Pasaje mostrado:
—Te lo advierto: tengo un carácter aborregado, básico, como se dice ahora. Si mis ideas te noquean de aburrimiento dímelo y encontraré la manera de no fastidiarte más.
Las palabras anteriores son un apretado resumen de opiniones hacia mi presencia en la vida de varias almas. Amistades primerizas, compañeros laborales, familiares, colegas de estudio, lectores de mi obra, borrachos de banqueta y callejón, músicos callejeros, vendedores ambulantes, madres y padres de amigos, conocidos de conocidos: seres de fugacidad permanente. A todos suelo responder con una sonrisa sincera y algún comentario que retorne la conversación a un punto de interés compartido. Generalmente funciona, y, generalmente la situación se repite.
Los ideales y los prejuicios no sólo merman el dinamismo de la vida pública, también desgastan la imaginación popular en actos monótonos e infértiles. Sirvan de ejemplo, el desprecio colectivo al arte no ornamental y el aplauso rencoroso de quien sabe que ignora más por un desinterés arrogante que por falta de formación. Esto viene a cuento, en tanto, a la desestima hacia quienes apostamos las arrugadas cartas de la conversación a un juego civilizatorio de antemano perdido: el encuentro dialogal con el Otro.

Consigna: Prosiga el ensayo sobre el diálogo con el Otro a partir de la última oración del pasaje mostrado.

(Registros de anotación de puntos)
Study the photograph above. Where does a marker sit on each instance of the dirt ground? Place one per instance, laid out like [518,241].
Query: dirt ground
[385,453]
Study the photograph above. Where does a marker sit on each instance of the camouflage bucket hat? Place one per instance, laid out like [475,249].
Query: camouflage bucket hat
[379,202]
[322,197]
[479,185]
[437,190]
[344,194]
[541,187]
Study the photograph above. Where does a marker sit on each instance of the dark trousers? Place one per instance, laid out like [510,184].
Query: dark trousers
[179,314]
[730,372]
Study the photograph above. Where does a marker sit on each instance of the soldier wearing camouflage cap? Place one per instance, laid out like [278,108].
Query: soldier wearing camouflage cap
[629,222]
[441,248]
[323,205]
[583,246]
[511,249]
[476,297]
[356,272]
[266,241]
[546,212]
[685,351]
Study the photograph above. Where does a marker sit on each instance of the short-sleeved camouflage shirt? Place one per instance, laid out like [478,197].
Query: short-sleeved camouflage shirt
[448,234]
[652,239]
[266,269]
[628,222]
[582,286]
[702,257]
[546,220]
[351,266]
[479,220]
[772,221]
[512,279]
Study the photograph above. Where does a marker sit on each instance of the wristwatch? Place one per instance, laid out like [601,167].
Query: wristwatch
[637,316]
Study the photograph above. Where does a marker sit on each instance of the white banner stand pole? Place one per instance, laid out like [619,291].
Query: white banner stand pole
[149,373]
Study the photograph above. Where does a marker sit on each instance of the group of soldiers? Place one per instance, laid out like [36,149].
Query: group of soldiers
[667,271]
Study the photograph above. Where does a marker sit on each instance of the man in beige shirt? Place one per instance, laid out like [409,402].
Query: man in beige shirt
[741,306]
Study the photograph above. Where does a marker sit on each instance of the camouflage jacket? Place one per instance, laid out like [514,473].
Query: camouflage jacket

Resultado final:
Fuera de la mística abstracción pseudointelectual el Otro, lo Otro, no es otra maldita cosa que uno y su sombra refractada en el todo. También, el Otro, es el desplazado por penurias insostenibles, herido de muerte en un cruce de balas verbales; mártir, sangriento bufón fugaz del reino de la impotencia y la banalidad. Al otro se le endilga por el acto simple de caminar y palpitar. La poeta Nuria Parés descifró el oficio del escritor: «dedicarse a la observación tranquila de la gente común, a la descripción de los fracasos de la naturaleza humana y la mezquindad que rodea la vida cotidiana”. En una palabra, el escritor no sólo está atento al otro, está a su servicio. Escribir es, en primera instancia, abandonarse.
Leo a Parés, contemplo al otro: autorretrato de mi escritura. Frente a mí se revela el deambular de la gente común, agresivas ceremonias de proximidad humana que confirman la decadencia del animal que piensa, pero no razona. No obstante, freno el impulso voraz del juicio apresurado. Me obligo a contemplar eso que Artaud denominó el chorro de sangre, es decir, la ordinaria subsistencia humana.
Por momentos miro la vidacomo un cuento clásico de la literatura rusa. Los maestros de estas historias glaciales (Pushkin, Chejov, Lermonontov…) relatan el disgusto ordinario que trae consigo la vida en sociedad. En sus cuentos se huele la angustia, la desazón inunda el ambiente, cada palabra y descuido afantasma la felicidad de los personajes. El latido que agoniza en estos relatos es el que nace cada mañana para morir en el ocaso: lo mismo sufre un empresario de pompas fúnebres, que un funcionario público, que un soldado ludópata en pleno campo de batalla o la abuela de un asesino alcoholizado.
A diferencia del afán moderno por la prisa y sus derivados, los personajes rusos caminan, aman y odian en cámara lenta. El frío de San Petersburgo los relega al silencio, aunque no por esto desconocen el hambre, el amor y la ruindad. En un sentido paralelo, al igual que en la Rusia zarista, el desfallecimiento de la convivencia inofensiva es moneda de cambio en la época que corre. Aquí y allá se reparten opiniones y regaños como silbatos en carnaval.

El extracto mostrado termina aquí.